Passage provided:
Political Correctness is hilarious if it wasnt real
April 25, 2020, at 06:33 AM (0 comments)
Title: Political Correctness is hilarious if it wasnt real Author: mgarcia Date: 2020-04-25 06:33 +0200 Tags: 2020, Misc Comments: Open
A rant about Censorship and Political Correctness.
I remember as a kid watching 80's and 90's action movies, the film industry also made "for TV" versions that would censor bad language, nudity, strong violence and gore, or the TV stations would just cut them out (poorly, sometimes making no sense).
Growing up I thought this was fare and it make perfect sense to "protect" the general public from that content on a public, free to air medium, besides adults would have already watched it in the cinemas or rented the videos or DVD's, which physically applied an age restriction to that content.

Recorded information:
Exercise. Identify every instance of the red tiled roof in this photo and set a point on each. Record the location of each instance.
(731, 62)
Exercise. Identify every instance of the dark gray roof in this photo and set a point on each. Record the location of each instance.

Instructions:
1. Set down the blog post above word for word, from "I remember as" to "making no sense).".
2. Answer these about the blog post above:
(a) Who is listed as the author?
(b) What did the "for TV" versions of movies censor?
(c) Besides seeing them in cinemas, how else could adults have already watched those films?

Solutions for each task:
1.
I remember as a kid watching 80's and 90's action movies, the film industry also made "for TV" versions that would censor bad language, nudity, strong violence and gore, or the TV stations would just cut them out (poorly, sometimes making no sense).

2.
(a) mgarcia
(b) Bad language, nudity, strong violence and gore
(c) By renting the videos or DVDs